*REQUIREMENTS*
From the material below, filter out and copy every line containing the word "woman". Matching is case-sensitive.

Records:
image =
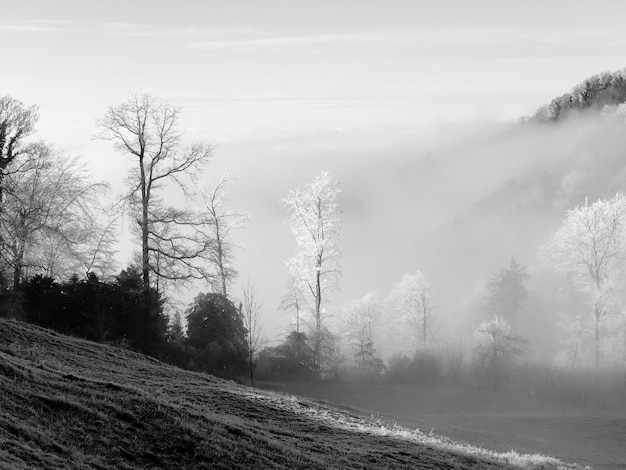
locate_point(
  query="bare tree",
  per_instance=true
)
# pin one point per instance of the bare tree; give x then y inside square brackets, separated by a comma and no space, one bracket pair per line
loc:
[315,221]
[221,223]
[251,310]
[146,129]
[51,220]
[16,122]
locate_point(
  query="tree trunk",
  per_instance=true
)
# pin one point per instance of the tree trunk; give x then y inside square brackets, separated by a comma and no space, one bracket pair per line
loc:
[145,253]
[17,270]
[598,313]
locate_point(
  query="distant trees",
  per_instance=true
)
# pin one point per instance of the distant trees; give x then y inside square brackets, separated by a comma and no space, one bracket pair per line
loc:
[413,307]
[506,292]
[358,321]
[17,122]
[315,221]
[216,332]
[590,247]
[220,223]
[172,241]
[496,348]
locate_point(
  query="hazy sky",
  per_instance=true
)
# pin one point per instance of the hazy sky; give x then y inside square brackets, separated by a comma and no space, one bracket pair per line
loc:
[286,89]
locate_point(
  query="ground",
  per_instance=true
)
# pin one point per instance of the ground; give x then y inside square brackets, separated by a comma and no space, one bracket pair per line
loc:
[499,421]
[67,403]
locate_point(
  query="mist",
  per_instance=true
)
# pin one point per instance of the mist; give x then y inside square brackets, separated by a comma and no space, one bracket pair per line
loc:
[455,201]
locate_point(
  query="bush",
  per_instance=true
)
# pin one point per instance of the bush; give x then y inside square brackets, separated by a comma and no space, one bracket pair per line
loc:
[216,336]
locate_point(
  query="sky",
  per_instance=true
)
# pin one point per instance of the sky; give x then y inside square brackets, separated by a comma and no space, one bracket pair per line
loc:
[286,89]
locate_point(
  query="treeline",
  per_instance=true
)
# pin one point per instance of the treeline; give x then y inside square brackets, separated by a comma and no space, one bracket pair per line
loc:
[122,313]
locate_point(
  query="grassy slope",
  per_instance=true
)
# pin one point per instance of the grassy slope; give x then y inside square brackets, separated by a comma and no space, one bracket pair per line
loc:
[70,404]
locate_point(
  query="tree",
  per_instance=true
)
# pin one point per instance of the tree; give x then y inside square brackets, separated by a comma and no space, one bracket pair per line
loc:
[216,331]
[358,321]
[52,217]
[16,122]
[506,292]
[496,347]
[315,221]
[251,311]
[147,129]
[590,246]
[294,301]
[221,223]
[414,309]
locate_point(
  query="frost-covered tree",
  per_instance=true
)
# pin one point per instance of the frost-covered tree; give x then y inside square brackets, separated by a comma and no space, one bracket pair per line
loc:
[412,303]
[221,223]
[506,292]
[315,221]
[496,347]
[358,322]
[251,311]
[17,121]
[590,247]
[173,243]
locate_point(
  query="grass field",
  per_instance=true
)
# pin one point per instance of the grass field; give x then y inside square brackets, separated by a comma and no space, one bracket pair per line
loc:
[66,403]
[499,421]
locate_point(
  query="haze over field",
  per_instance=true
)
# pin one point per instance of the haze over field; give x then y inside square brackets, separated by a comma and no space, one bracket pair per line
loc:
[397,101]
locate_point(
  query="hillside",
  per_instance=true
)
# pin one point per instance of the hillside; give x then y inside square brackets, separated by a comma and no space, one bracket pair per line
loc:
[67,403]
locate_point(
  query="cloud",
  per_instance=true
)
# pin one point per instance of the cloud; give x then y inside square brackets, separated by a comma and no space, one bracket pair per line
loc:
[498,42]
[37,26]
[147,30]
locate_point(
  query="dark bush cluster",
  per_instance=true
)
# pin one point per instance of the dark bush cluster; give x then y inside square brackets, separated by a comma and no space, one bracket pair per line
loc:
[123,313]
[118,312]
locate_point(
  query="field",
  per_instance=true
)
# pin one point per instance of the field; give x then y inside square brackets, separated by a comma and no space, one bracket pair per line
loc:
[499,421]
[67,403]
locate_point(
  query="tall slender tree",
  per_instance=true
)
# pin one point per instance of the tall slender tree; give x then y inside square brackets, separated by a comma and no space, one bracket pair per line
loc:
[251,311]
[412,300]
[17,121]
[315,221]
[146,129]
[506,292]
[590,246]
[220,224]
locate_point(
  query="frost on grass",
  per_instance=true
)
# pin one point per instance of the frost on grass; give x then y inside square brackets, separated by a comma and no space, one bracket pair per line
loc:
[375,426]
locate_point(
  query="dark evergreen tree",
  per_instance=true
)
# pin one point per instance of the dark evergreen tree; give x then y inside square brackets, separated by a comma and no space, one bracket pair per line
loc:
[216,332]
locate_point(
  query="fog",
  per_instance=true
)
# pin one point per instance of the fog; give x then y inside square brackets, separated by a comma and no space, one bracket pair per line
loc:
[455,201]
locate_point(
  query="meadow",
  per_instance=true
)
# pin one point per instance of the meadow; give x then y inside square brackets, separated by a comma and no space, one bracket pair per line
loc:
[497,420]
[67,403]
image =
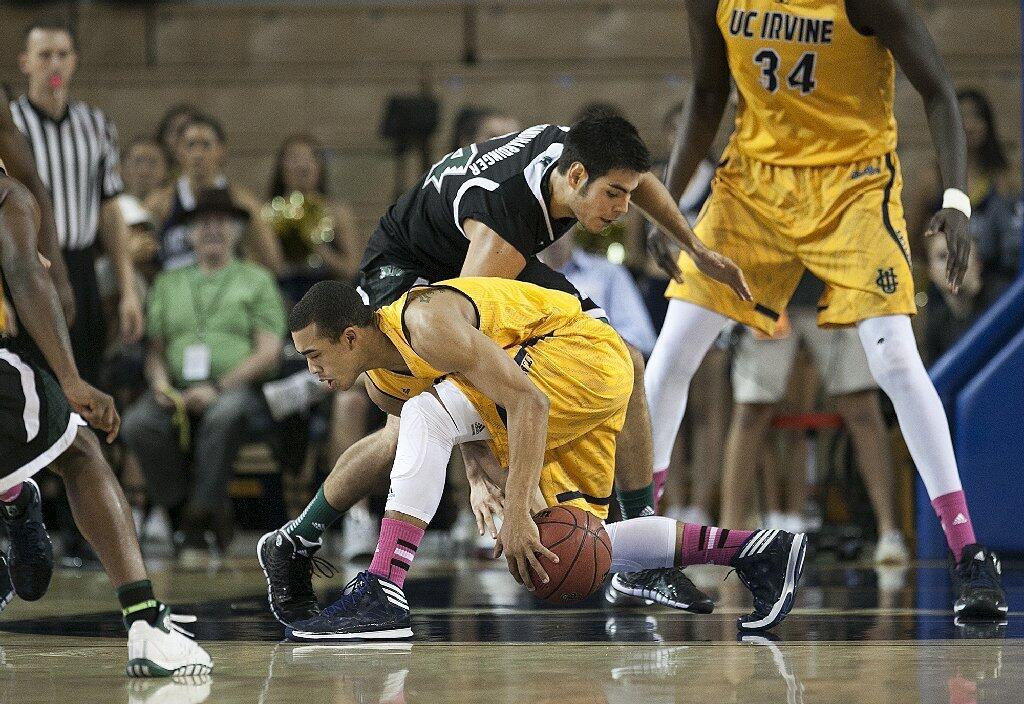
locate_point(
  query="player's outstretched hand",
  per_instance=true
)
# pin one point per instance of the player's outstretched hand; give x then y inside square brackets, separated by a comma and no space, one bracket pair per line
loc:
[953,224]
[96,407]
[519,539]
[723,269]
[665,252]
[487,501]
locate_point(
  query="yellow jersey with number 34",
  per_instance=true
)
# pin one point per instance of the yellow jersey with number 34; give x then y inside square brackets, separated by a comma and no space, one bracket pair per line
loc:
[813,91]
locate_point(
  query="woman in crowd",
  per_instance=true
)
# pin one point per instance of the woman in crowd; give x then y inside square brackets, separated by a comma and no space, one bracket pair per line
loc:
[316,234]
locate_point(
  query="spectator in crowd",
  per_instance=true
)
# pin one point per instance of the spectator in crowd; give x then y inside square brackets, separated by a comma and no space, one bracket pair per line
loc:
[203,152]
[214,331]
[948,314]
[170,133]
[316,233]
[75,149]
[989,181]
[760,376]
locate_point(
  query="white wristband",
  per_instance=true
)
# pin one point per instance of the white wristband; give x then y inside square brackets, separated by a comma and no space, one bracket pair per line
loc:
[954,198]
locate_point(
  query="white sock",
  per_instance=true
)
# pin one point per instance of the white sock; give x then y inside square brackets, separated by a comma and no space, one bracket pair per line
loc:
[642,543]
[895,362]
[426,438]
[688,333]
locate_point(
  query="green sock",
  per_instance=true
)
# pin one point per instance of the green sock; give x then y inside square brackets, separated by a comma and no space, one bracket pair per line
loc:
[137,603]
[638,502]
[314,520]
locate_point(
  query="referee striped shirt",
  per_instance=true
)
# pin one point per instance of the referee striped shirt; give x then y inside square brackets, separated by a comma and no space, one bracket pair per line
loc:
[77,159]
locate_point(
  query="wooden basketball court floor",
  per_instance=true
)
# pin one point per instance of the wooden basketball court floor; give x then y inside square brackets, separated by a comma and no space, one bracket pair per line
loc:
[856,635]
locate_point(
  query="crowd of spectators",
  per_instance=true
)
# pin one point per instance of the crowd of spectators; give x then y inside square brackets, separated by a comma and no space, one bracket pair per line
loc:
[217,267]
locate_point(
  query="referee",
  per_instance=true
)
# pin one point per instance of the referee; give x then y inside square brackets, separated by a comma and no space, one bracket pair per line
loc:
[75,150]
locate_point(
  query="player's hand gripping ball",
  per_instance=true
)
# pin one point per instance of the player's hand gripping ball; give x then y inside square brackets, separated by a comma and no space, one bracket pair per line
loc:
[584,551]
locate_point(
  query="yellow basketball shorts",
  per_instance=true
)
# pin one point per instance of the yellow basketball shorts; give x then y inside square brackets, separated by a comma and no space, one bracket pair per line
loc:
[586,372]
[844,223]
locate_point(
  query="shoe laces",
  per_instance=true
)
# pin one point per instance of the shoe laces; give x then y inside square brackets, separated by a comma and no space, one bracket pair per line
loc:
[350,597]
[174,619]
[979,574]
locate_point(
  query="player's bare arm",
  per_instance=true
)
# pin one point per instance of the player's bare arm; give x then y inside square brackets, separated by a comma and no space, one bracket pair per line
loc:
[465,350]
[705,106]
[17,158]
[114,233]
[901,31]
[38,308]
[653,200]
[489,254]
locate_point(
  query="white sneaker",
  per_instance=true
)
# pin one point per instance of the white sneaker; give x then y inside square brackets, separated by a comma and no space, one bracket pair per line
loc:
[891,550]
[293,394]
[360,533]
[166,649]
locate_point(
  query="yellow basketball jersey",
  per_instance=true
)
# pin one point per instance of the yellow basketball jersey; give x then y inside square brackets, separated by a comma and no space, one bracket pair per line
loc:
[512,313]
[813,91]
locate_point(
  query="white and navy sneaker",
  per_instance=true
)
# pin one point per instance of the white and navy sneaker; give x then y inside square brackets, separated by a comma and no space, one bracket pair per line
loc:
[371,608]
[978,582]
[289,566]
[769,564]
[166,649]
[30,558]
[669,586]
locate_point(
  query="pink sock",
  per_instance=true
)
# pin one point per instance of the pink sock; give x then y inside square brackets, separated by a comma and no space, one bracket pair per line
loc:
[711,545]
[955,520]
[395,550]
[658,477]
[11,493]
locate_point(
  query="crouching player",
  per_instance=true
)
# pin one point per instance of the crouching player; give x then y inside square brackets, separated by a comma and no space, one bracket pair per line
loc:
[546,386]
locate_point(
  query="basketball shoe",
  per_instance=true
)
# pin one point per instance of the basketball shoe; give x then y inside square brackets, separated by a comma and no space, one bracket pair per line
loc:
[370,608]
[769,564]
[289,568]
[30,557]
[977,580]
[165,649]
[669,586]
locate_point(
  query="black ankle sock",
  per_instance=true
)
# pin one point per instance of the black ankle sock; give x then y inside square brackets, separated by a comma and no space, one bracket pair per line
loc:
[17,507]
[137,603]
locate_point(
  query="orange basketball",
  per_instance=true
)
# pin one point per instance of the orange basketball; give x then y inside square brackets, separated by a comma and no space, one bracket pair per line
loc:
[584,552]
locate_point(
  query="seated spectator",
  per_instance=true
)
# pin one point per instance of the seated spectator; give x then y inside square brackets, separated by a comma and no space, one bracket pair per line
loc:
[947,314]
[214,331]
[317,234]
[170,133]
[989,187]
[203,155]
[760,377]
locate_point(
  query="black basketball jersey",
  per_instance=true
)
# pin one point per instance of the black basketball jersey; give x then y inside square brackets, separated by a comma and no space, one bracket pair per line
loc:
[503,182]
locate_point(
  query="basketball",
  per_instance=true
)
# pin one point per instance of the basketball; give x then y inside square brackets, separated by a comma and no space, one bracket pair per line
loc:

*RESPONSE*
  query="woman in crowd",
# pin one point per instance of the woman in crowd; give x then y inside square brackets, separated by a comma and no space, one bracket pair per line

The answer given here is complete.